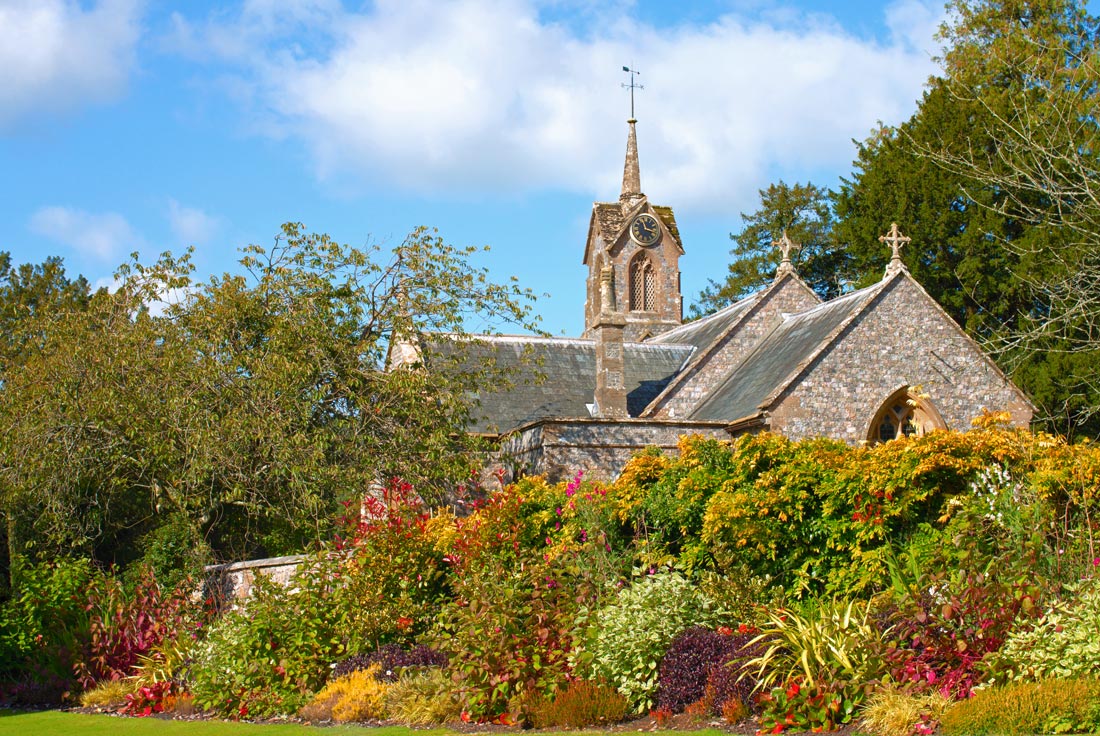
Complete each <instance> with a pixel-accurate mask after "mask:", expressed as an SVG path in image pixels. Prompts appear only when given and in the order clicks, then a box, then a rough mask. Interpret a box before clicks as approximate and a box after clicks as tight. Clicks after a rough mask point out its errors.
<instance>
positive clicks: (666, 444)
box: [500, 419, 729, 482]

---

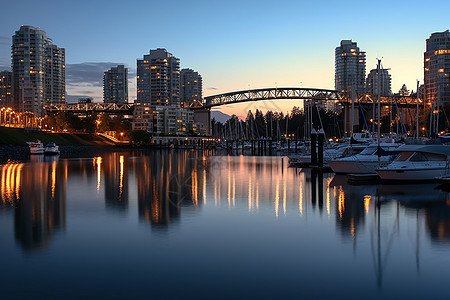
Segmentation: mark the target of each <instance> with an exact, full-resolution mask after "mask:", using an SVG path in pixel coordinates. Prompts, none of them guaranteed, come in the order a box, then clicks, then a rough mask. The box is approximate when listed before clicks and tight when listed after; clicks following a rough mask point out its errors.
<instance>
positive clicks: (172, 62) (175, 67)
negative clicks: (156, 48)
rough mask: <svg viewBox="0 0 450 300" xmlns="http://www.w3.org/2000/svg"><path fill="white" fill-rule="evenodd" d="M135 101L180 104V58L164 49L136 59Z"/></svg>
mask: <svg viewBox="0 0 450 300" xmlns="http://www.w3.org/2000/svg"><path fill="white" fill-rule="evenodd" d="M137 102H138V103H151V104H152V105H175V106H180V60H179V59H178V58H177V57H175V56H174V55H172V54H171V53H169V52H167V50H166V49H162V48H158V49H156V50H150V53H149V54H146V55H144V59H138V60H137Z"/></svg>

--

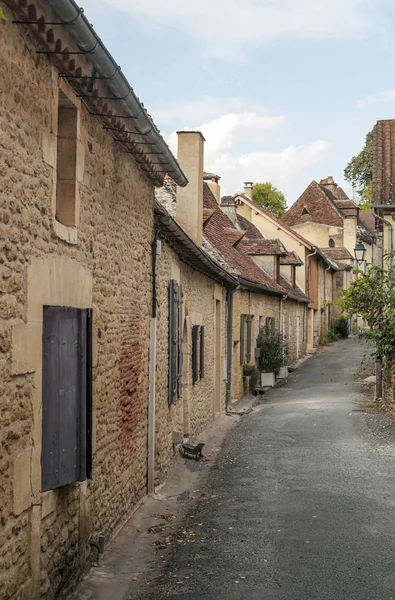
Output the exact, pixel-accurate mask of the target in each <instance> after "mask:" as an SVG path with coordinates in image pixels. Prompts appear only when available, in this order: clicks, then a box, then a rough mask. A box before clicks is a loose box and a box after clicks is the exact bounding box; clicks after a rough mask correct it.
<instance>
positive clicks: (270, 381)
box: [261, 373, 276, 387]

Task goal: Reproduce, exactly as they stand in the data above, the lines from the one that holds "Complete each <instance>" to the one that holds "box: [500, 419, 729, 482]", inclusive.

Response to this task:
Complete each <instance> with a pixel-accurate mask after "mask:", expressed as an SVG path in image pixels. Prompts appear only when given and in the order clicks, then a box, then a rough mask. Interpret a box before clicks as approximate and a box after clicks as tight. Clicks after a rough mask point out its errors.
<instance>
positive clicks: (666, 444)
box: [500, 419, 729, 482]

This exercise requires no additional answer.